Format the data below as a Markdown table with two columns, Row and Data line. Put each non-blank line in its own numbered row, and leave out blank lines.

= = = =

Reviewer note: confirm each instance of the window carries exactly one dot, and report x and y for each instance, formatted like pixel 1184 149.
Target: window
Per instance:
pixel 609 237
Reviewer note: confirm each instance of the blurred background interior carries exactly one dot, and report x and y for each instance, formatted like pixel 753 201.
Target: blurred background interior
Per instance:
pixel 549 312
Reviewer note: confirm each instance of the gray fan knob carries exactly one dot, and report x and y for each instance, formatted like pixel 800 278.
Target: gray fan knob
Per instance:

= = = =

[Result of this exercise]
| Row | Data line |
|---|---|
| 1 | Reviewer note: confirm each instance of the window carries exactly one dot, and report x and y for each instance, formatted like pixel 1184 149. |
| 2 | Target: window |
| 3 | Per instance: |
| 4 | pixel 609 237 |
| 5 | Reviewer note: confirm each instance of the blurred background interior carries exactly one dot, and report x and y for each instance, formatted like pixel 753 201. |
| 6 | Target: blurred background interior |
| 7 | Per instance: |
| 8 | pixel 549 312 |
| 9 | Reviewer note: confirm each instance of the gray fan knob carries exactly one dot, and report x and y for each instance, formatted like pixel 800 278. |
| 10 | Target: gray fan knob |
| 11 | Per instance: |